### THE EXERCISE
Reproduce all of the following records verbatim, without any changes.

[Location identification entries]
-- -- --
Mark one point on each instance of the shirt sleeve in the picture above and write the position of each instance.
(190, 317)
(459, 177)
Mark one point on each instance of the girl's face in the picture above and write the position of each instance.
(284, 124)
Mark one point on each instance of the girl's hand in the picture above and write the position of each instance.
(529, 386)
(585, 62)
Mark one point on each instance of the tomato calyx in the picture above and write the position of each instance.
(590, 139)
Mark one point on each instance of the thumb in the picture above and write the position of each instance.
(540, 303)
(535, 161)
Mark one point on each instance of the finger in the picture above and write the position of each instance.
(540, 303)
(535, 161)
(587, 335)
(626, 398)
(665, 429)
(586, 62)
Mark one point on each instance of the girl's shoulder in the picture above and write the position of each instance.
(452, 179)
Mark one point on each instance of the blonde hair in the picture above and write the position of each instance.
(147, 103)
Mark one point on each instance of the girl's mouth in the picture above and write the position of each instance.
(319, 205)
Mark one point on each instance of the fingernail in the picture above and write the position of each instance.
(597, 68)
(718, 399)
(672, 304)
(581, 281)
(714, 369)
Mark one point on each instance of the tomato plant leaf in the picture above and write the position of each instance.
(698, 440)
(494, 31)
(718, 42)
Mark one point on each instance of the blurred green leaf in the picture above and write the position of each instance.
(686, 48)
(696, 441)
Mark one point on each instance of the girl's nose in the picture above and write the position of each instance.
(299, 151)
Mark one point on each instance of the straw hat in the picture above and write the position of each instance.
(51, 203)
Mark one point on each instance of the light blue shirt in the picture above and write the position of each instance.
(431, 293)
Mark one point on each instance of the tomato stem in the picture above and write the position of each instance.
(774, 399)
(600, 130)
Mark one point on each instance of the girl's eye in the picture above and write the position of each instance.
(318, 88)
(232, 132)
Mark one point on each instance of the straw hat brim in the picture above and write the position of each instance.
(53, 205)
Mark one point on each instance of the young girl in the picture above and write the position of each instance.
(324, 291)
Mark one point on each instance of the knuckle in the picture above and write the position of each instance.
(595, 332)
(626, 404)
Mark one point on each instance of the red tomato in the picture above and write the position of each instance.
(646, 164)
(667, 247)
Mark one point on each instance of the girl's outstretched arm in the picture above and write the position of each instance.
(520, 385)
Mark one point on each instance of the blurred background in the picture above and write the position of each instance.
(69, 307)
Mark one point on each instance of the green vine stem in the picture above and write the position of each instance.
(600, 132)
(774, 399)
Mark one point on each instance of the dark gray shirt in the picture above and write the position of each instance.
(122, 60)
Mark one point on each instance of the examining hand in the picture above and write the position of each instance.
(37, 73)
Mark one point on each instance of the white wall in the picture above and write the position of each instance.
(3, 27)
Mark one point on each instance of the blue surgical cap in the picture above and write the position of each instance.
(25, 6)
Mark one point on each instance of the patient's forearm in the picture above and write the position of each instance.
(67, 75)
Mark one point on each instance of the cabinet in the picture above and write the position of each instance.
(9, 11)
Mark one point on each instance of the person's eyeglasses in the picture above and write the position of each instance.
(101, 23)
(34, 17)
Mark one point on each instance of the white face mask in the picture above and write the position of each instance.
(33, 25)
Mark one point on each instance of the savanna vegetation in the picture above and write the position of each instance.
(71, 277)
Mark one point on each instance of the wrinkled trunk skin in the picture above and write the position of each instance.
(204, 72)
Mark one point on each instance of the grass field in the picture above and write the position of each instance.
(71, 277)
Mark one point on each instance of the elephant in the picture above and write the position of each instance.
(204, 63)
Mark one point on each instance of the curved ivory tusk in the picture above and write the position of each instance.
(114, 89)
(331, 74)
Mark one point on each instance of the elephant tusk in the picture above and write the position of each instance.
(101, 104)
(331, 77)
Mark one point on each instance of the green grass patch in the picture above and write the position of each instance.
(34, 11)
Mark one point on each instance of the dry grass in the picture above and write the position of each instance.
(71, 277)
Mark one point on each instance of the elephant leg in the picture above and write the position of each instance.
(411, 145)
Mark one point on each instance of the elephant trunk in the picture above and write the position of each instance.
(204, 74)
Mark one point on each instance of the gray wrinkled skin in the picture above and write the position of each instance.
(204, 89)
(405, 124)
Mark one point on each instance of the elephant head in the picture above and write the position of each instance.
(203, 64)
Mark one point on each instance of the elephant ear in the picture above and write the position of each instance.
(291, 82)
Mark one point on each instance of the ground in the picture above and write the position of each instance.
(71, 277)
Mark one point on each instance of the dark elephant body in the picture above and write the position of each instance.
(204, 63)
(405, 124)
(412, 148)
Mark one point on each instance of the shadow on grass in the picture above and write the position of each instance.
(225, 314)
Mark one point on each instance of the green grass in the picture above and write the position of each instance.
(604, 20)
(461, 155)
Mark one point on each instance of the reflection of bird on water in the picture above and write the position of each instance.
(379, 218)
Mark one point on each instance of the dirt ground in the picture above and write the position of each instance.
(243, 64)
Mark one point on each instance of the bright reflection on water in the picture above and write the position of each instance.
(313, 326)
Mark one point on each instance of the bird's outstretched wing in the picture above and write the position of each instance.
-- -- --
### THE RESULT
Mark one point on each instance of the shirt sleeve in the picture above and write the position of each instance.
(190, 317)
(459, 177)
Mark one point on each instance of the girl's face in the picture above and write the position of each instance.
(284, 124)
Mark one point on each instance of the girl's hand in the picture above and write the position of each instance.
(529, 386)
(585, 62)
Mark one point on each instance of the tomato calyx in the picture above and write the position of each instance.
(590, 139)
Mark one point on each instance of the thumb in the picture above and write the position of each instance.
(540, 303)
(535, 161)
Mark one point on each instance of the finger in the picture above and write the position of each instance.
(540, 303)
(535, 161)
(587, 335)
(626, 398)
(665, 429)
(586, 62)
Mark one point on each instance of the girl's shoulder in the picture above and write the position of each instance.
(452, 179)
Mark one point on each instance of the blonde hair in the picture above and write the position of each instance.
(147, 103)
Mark one point on each instance of the girl's mouth in the picture above and write the position of each instance.
(319, 205)
Mark one point on each instance of the fingernail in the picture above and write the position of each instance.
(597, 68)
(718, 399)
(672, 304)
(581, 281)
(714, 369)
Mark one point on each instance of the tomato plant leaf in the picture above and write the position of each instance.
(698, 440)
(494, 31)
(718, 42)
Mark one point on each instance of the blurred green leaf in the picture above and write the position of each instance.
(686, 48)
(696, 441)
Mark one point on each instance of the girl's nose in the picture above and write the position of each instance.
(299, 151)
Mark one point on each instance of the straw hat in the picture above and write the position of each instance.
(51, 203)
Mark one point on each instance of the light blue shirt in the picture above and write the position of each instance.
(431, 293)
Mark one point on each instance of the tomato stem in the picture above and write the position of each instance.
(774, 399)
(600, 130)
Mark one point on each instance of the girl's eye in the picture above and write the position of each instance.
(318, 88)
(232, 132)
Mark one point on each instance of the straw hat brim in the picture above and write the position of each instance.
(53, 205)
Mark one point on each instance of the young girl in the picture above and write the position of each instance.
(324, 291)
Mark one point on each instance of the knuckle in the picture above and write the position of each instance.
(595, 332)
(626, 404)
Mark one point on each instance of the red tomato in the picture above and write the position of each instance.
(646, 164)
(667, 247)
Mark one point on each instance of the girl's outstretched arm in the picture above and write the position of each instance.
(520, 385)
Mark one point on each instance of the blurred background in the picture above and write the position of each instance.
(69, 307)
Mark one point on each instance of the green vine stem in the picture above and write the position of each instance.
(600, 132)
(774, 399)
Mark one point on each instance of the dark gray shirt in the picture above and write the position of each instance.
(122, 60)
Mark one point on each instance of the examining hand in the picture above and write the position of each instance.
(37, 73)
Mark one point on each instance of the white wall in the picture above and write the position of each instance.
(3, 27)
Mark one point on each instance of the blue surgical cap in the picture above and write the position of each instance.
(25, 6)
Mark one point on each instance of the patient's forearm in the picture above and write the position of each instance.
(67, 75)
Mark one point on each instance of the cabinet in the picture above and write the position of each instance.
(9, 11)
Mark one point on each instance of the person's eyeglasses in the picture above and write the position of each instance.
(101, 23)
(34, 17)
Mark one point on each instance of the white face mask in the picture above and write the position of each instance.
(33, 25)
Mark one point on each instance of the savanna vegetation in the picture above and write the position of each instance.
(71, 277)
Mark one point on each instance of the wrinkled trunk skin in the picture above and write the position of each instance.
(204, 72)
Mark one point on each instance of the grass field in the picture above and write the position of each instance.
(71, 277)
Mark one point on each instance of the elephant in the picture above and write the position of each instance.
(204, 63)
Mark one point on each instance of the curved ivory tusk in the picture above and write the position of each instance.
(114, 89)
(331, 74)
Mark one point on each instance of the elephant tusk in the picture above and write the position of each instance.
(101, 104)
(331, 77)
Mark one point on each instance of the green grass patch in the picture above and write the position of each instance.
(34, 11)
Mark one point on each instance of the dry grass in the picture above and write the position of each instance.
(71, 277)
Mark one point on each instance of the elephant leg in the picture above and write the position of each instance.
(411, 145)
Mark one point on each instance of the elephant trunk in the picture above and write the position of each instance.
(204, 74)
Mark one point on each instance of the gray wrinkled skin in the picture above and write the position of each instance.
(204, 89)
(405, 124)
Mark one point on each instance of the elephant head in the picture above and write the position of each instance.
(203, 64)
Mark one point on each instance of the elephant ear in the picture above and write the position of each instance.
(291, 82)
Mark one point on each instance of the ground in the picture above and write the position of each instance.
(71, 277)
Mark one point on each instance of the dark elephant body in the picture above and write the position of each instance.
(204, 63)
(405, 124)
(412, 148)
Mark one point on each instance of the shadow on grass in the picture above and write the position of each instance.
(225, 314)
Mark one point on each instance of the green grass in the picture above and write the position of each instance.
(604, 20)
(461, 155)
Mark one point on each instance of the reflection of bird on water in the picture above and write the position of each instance.
(379, 218)
Mark one point on each instance of the dirt ground in the picture above and write the position of each instance.
(243, 64)
Mark one point on each instance of the bright reflection on water in the picture above and write the position of each instance.
(313, 326)
Mark one point on each instance of the bird's outstretched wing in the picture above and write the position of each instance.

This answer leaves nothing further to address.